Contour labeling items:
>> begin
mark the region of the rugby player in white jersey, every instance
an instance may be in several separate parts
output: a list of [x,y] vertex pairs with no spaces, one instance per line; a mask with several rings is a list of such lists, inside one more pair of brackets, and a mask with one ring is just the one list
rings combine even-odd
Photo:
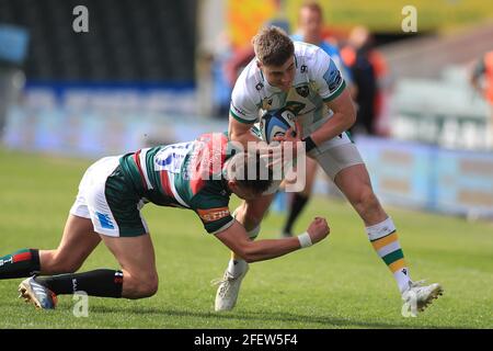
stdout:
[[[287,133],[284,141],[293,141],[293,147],[303,141],[307,155],[317,160],[356,210],[369,241],[395,279],[404,301],[403,314],[423,310],[443,288],[436,283],[424,285],[411,280],[395,226],[375,195],[365,163],[345,133],[355,123],[356,114],[337,67],[318,46],[294,43],[276,26],[262,29],[252,44],[255,58],[241,72],[231,97],[231,139],[243,145],[259,141],[250,128],[260,112],[289,109],[300,131],[296,136]],[[265,194],[244,201],[234,212],[251,237],[257,235],[272,199],[272,194]],[[234,307],[248,269],[248,262],[232,253],[219,282],[216,310]]]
>> end
TASK INSTRUCTIONS>
Can you repeat the lines of the material word for word, leaving out the pictures?

ANSWER TO THE TASK>
mark the region of the rugby player in white jersey, every instance
an instance may be in several separate parts
output: a list of [x,y] vertex pairs with no spaces, one instance per line; a mask with several rings is a list of such lists, inside one more pair of brackets, and a mask with one ring is just the one list
rings combine even-odd
Photo:
stdout:
[[[287,133],[284,141],[293,141],[293,147],[303,141],[307,155],[317,160],[356,210],[369,241],[395,279],[404,301],[403,314],[423,310],[443,288],[436,283],[424,285],[411,280],[395,226],[375,195],[365,163],[345,133],[355,123],[356,114],[337,67],[318,46],[294,43],[276,26],[262,29],[252,44],[255,58],[241,72],[231,97],[231,139],[243,145],[259,141],[250,128],[260,112],[289,109],[300,131],[296,136]],[[265,194],[244,201],[234,212],[251,237],[257,235],[272,199],[272,194]],[[234,307],[248,269],[248,262],[232,253],[219,282],[216,310]]]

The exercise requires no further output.